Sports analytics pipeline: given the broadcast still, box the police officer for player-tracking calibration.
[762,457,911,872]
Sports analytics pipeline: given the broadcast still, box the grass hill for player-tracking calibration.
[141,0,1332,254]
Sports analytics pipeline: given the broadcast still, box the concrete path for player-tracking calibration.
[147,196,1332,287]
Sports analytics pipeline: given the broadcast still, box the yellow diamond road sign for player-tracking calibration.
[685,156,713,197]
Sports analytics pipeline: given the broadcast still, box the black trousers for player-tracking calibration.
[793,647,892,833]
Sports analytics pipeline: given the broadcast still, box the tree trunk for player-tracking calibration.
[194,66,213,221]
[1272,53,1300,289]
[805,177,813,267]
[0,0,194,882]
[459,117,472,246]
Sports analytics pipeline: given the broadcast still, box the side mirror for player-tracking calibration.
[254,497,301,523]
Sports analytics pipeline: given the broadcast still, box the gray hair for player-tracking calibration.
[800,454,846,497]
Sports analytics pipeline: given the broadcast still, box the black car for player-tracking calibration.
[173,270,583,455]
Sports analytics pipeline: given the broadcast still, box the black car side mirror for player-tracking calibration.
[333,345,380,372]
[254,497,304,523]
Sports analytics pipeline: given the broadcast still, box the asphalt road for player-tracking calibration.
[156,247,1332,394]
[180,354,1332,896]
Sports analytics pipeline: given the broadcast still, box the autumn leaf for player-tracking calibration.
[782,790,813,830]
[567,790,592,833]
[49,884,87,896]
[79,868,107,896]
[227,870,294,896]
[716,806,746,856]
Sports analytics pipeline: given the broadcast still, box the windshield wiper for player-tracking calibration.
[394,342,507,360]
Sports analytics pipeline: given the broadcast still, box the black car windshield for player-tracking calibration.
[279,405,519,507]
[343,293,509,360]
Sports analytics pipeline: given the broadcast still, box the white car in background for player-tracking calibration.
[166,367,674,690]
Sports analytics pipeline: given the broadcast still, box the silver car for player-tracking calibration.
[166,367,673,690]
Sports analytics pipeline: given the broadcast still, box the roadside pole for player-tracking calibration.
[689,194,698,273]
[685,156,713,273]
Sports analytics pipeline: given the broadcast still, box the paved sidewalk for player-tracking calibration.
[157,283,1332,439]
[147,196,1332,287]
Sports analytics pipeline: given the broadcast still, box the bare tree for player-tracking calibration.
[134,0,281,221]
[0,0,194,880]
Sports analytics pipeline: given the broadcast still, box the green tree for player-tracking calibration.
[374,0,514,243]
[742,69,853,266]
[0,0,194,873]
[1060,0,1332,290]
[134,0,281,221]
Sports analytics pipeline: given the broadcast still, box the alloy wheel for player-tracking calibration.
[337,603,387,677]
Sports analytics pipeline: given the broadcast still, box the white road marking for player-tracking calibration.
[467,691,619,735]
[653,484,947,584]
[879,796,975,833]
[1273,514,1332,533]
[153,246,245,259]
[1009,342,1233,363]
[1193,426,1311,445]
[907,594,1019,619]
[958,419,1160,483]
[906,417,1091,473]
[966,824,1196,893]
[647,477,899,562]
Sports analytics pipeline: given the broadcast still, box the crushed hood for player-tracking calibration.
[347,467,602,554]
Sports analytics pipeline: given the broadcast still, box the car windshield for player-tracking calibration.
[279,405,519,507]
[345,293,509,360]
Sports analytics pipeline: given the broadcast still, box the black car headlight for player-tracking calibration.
____________________
* _GIVEN INSTRUCTION_:
Please retype every one of the entries above word for word, with each line unchanged.

* _RESPONSE TO THIS TASK_:
Sports analytics pipeline: given the broadcast still, box the police officer for player-tracking calibration.
[762,457,911,872]
Sports analytics pipeline: given the broadcast still, box the grass hill for player-tracking calibration.
[141,0,1332,254]
Sports analytics pipeline: given the broadcast still, box the concrete path for player-tracking calibration.
[147,196,1332,287]
Sports analytics pipeline: given the broadcast still, box the yellow diamond road sign for player-tracking calibration.
[685,156,713,197]
Sports analytics pipeline: given the broadcast still, box the black trousers for player-tracking calibration.
[793,647,892,833]
Sports analytics pipeline: given the broadcast still, box the tree trunk for player-tracking calibration.
[194,66,213,221]
[1272,53,1300,289]
[805,177,813,267]
[0,0,194,882]
[459,117,472,246]
Sports analytics pipeline: given the broadcast still, box the side mirror for player-tracking calibration.
[254,497,301,523]
Sports analytics pipeline: given the broadcast still, box the gray hair for player-tracking calibration.
[800,454,846,497]
Sports analytics pipeline: given the broadcast still, box the black car for player-tracking calibration.
[173,270,583,455]
Sports analytics pipeline: given the broadcast still, box the black car side mirror for player-tracking calibration.
[333,345,380,372]
[254,497,304,523]
Sports analytics pipeline: given the broadcast still, box the asphalt road for player-tracking calibration.
[156,247,1332,394]
[180,354,1332,896]
Sports analytics pipeline: given the broadcast still, box the autumn leaf for player-tracking calibration.
[782,790,813,830]
[567,790,592,833]
[49,884,87,896]
[79,868,107,896]
[227,870,294,896]
[716,806,746,856]
Sports analytics pipeline: given the broadcast still, box the windshield wiper for player-tracking calibration.
[394,342,507,360]
Sports analytics pipeline: given the broadcast still, box the black car windshield for player-tracking calibration.
[279,405,519,507]
[343,293,509,360]
Sports analytics pipeline: given the broadcast still, box the white car in background for player-tracking calibration.
[166,367,674,690]
Sports analytics pipeline: given the broadcast still, box the silver car for player-tracking calibration.
[166,367,673,690]
Sports analytics pipeline: given the broadcast still, box the roadside pole for player-tracking calibration.
[689,194,698,273]
[685,156,713,273]
Sports analytics pipeline: given the broadcast still, box the paved sidewalk for player-tracking calibration.
[157,283,1332,439]
[147,196,1332,287]
Sports analytics pipeline: given the broadcast still, box the bare tree for player-tracking calibration.
[134,0,281,221]
[0,0,194,880]
Sports analytics pipeline: given the broadcast still, box the green tree for player-tracking calibration.
[374,0,514,243]
[742,69,853,266]
[0,0,194,873]
[1060,0,1332,290]
[134,0,281,221]
Sports analytics pipeline: given the broadcast still, box the alloy wheel for player-tracking calibration.
[337,603,387,677]
Sports analytics pipeline: given the broadcast still, box the white road marking for player-tracking calibration.
[467,691,619,735]
[653,484,947,584]
[879,796,975,833]
[1273,514,1332,533]
[153,246,245,259]
[1009,342,1233,363]
[1193,426,1311,445]
[907,594,1019,619]
[958,419,1160,483]
[906,417,1091,473]
[966,824,1196,893]
[647,477,899,562]
Sports analytics pipeline: given the broadcast still, box the crushed hood for player-tracking calibration.
[347,467,602,554]
Sports analytics pipeline: given the broadcast still, box the car windshield for player-tracking calibration.
[279,405,519,507]
[345,293,509,360]
Sports analytics pipeline: given the broadcast still, box the black car headlight for player-tracking calibration.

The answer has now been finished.